(Labeled shape items)
***

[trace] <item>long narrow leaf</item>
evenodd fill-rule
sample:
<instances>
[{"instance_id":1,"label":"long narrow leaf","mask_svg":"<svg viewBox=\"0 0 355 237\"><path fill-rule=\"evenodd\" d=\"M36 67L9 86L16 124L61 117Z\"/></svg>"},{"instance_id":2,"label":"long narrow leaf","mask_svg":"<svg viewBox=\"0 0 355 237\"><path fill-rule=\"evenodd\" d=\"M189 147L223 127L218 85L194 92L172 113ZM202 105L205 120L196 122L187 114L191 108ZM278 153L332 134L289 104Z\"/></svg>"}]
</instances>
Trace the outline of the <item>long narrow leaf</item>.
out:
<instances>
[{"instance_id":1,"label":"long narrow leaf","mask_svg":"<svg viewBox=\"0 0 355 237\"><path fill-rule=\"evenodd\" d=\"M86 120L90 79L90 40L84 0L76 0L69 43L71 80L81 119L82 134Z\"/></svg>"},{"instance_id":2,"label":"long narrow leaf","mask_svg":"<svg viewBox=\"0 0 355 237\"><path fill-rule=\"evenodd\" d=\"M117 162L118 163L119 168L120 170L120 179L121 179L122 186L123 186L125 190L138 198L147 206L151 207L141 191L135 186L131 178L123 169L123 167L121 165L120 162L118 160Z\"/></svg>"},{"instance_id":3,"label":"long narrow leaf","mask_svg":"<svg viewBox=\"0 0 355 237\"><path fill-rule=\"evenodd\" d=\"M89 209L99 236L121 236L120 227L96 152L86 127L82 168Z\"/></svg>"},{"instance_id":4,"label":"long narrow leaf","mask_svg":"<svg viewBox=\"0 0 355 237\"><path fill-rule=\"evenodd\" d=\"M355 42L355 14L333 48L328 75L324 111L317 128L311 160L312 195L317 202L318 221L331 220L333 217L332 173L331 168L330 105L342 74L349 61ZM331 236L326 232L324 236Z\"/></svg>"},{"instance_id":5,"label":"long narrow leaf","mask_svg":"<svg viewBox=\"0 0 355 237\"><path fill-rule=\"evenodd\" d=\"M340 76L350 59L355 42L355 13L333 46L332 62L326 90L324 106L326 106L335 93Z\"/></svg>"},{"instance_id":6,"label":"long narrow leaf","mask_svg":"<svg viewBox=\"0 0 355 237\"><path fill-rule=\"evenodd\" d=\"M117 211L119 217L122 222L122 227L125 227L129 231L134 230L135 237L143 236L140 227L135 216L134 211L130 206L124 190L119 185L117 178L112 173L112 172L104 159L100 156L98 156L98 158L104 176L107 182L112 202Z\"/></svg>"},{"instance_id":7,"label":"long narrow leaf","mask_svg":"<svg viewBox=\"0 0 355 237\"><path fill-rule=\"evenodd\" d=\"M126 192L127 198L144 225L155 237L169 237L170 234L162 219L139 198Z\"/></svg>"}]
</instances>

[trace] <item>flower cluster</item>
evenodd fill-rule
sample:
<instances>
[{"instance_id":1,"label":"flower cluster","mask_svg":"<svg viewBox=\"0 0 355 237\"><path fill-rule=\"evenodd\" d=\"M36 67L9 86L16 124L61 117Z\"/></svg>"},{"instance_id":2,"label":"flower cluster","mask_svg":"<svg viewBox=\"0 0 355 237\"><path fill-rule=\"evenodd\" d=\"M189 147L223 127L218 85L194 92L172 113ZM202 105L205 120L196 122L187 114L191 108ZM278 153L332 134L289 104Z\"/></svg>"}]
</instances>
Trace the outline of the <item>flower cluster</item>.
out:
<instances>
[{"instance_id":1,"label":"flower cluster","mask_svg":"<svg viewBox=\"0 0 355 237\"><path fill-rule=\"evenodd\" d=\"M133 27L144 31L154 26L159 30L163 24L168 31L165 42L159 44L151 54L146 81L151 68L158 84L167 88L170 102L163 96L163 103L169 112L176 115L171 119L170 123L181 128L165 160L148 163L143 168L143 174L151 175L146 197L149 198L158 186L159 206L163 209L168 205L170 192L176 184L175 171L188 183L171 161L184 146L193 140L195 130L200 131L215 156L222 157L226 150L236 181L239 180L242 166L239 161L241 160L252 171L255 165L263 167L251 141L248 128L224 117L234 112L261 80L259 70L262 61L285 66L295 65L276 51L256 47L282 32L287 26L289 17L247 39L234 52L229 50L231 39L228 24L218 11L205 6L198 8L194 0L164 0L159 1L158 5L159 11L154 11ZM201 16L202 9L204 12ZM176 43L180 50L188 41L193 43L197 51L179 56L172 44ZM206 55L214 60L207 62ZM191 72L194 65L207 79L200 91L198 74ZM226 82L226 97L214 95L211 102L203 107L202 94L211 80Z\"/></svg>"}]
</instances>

***

Copy the items word for word, from the line containing "[trace] <item>flower cluster</item>" through the end of the items.

▸ Expected answer:
[trace] <item>flower cluster</item>
evenodd fill-rule
sample:
<instances>
[{"instance_id":1,"label":"flower cluster","mask_svg":"<svg viewBox=\"0 0 355 237\"><path fill-rule=\"evenodd\" d=\"M36 67L9 86L16 124L61 117Z\"/></svg>"},{"instance_id":2,"label":"flower cluster","mask_svg":"<svg viewBox=\"0 0 355 237\"><path fill-rule=\"evenodd\" d=\"M189 147L223 127L218 85L194 92L172 113ZM202 105L205 120L196 122L187 114L191 108ZM278 153L332 134L289 104Z\"/></svg>"}]
</instances>
Trace the outline of the <item>flower cluster</item>.
out:
<instances>
[{"instance_id":1,"label":"flower cluster","mask_svg":"<svg viewBox=\"0 0 355 237\"><path fill-rule=\"evenodd\" d=\"M133 27L144 31L154 26L159 30L163 24L168 31L165 42L159 44L151 54L146 81L151 68L158 84L167 88L170 102L163 96L163 103L169 112L176 115L171 119L170 123L181 128L165 160L148 163L143 168L143 174L151 175L146 197L149 198L158 186L159 206L163 209L168 205L170 192L176 184L175 171L188 183L171 161L184 146L193 140L195 130L200 131L215 156L222 157L226 150L236 181L239 180L242 166L239 161L241 160L252 171L255 165L263 167L251 141L248 128L224 117L234 112L261 80L259 70L262 61L285 66L295 65L276 51L256 47L282 32L287 26L289 17L247 39L234 52L229 50L231 39L228 24L218 11L205 6L198 8L194 0L164 0L159 1L158 5L159 11L154 11ZM201 16L202 9L204 12ZM176 43L180 50L188 41L193 43L197 51L179 56L172 44ZM206 55L214 60L207 62ZM191 72L194 65L207 79L200 91L198 74ZM226 82L226 97L214 95L211 102L203 107L202 94L211 80Z\"/></svg>"}]
</instances>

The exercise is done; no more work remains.